**Exercise materials:**

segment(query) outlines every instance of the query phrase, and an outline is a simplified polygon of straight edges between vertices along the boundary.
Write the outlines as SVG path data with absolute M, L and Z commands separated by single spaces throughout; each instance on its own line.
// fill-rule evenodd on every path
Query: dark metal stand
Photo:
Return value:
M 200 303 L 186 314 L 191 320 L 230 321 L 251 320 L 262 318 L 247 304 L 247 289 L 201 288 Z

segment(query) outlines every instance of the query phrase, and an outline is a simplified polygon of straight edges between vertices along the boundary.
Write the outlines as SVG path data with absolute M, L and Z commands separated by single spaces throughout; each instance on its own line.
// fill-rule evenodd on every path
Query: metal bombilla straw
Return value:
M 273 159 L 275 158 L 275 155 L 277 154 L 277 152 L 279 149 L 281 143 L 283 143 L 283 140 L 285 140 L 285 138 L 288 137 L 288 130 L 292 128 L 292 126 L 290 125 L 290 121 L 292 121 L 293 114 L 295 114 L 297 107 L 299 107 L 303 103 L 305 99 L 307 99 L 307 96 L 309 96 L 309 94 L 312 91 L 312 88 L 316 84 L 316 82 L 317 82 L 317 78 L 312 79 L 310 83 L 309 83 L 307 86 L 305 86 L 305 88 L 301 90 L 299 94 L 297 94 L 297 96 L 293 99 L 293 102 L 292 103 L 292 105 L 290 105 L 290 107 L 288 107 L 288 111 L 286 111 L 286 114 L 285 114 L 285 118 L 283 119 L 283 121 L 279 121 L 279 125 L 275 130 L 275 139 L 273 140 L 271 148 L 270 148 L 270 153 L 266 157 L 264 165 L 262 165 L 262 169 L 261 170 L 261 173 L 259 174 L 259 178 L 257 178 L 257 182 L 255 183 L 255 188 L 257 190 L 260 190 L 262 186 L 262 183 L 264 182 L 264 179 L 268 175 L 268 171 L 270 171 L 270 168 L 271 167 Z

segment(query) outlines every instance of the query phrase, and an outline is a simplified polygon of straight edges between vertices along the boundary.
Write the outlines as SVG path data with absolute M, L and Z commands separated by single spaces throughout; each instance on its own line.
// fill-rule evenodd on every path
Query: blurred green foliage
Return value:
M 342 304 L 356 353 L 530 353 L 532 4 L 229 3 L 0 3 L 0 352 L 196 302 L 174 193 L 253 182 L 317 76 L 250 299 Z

**What you are asked to do:** Write out every line of the data above verbatim, from the first line through the last, without altering any character.

**Solved exercise:**
segment(query) outlines every instance of the query phrase, and an outline is a simplified polygon of straight edges between vertices along the boundary.
Write the outlines as SVG path data with absolute M, L and Z commands separated by single spaces throughout; each instance on its own line.
// fill-rule evenodd on every path
Query: dark metal stand
Photo:
Return value:
M 200 303 L 186 314 L 191 320 L 230 321 L 251 320 L 262 318 L 247 304 L 247 289 L 201 288 Z

segment(query) outlines every instance of the query phrase, and an outline is a simplified polygon of straight edges between vertices along the boundary.
Write the outlines as SVG path data with absolute M, L and Z commands separated by single spaces throughout; each instance on its own line.
// fill-rule evenodd on every path
Query: metal bombilla straw
Return value:
M 273 159 L 275 158 L 275 155 L 277 154 L 277 152 L 279 149 L 281 143 L 283 143 L 283 140 L 285 140 L 285 138 L 288 137 L 288 130 L 292 128 L 292 126 L 290 125 L 290 121 L 292 121 L 293 114 L 295 114 L 297 107 L 299 107 L 303 103 L 305 99 L 307 99 L 307 96 L 309 96 L 309 94 L 312 91 L 312 88 L 316 84 L 316 82 L 317 82 L 317 78 L 312 79 L 310 83 L 309 83 L 307 86 L 305 86 L 305 88 L 301 90 L 299 94 L 297 94 L 297 96 L 293 99 L 293 102 L 292 103 L 292 105 L 290 105 L 290 107 L 288 107 L 288 111 L 286 111 L 286 114 L 285 114 L 285 118 L 283 119 L 283 121 L 279 121 L 279 125 L 275 130 L 275 139 L 273 140 L 271 148 L 270 148 L 270 153 L 266 157 L 264 165 L 262 165 L 262 169 L 261 170 L 261 173 L 259 174 L 259 178 L 257 178 L 257 182 L 255 183 L 255 188 L 257 190 L 260 190 L 262 186 L 262 183 L 264 182 L 264 179 L 268 175 L 268 171 L 270 171 L 270 168 L 271 167 Z

segment(query) outlines every instance of the query phrase, and an outline is a simplified polygon of straight edges between vertices along the boundary.
Write the outlines as SVG path data with absolute M, L and Z commands separated by single spaces throughout; each instance on its own line.
// fill-rule evenodd on every path
Query: blurred green foliage
Return value:
M 342 304 L 356 353 L 530 353 L 532 4 L 229 3 L 0 3 L 0 352 L 196 302 L 174 193 L 253 182 L 317 76 L 250 299 Z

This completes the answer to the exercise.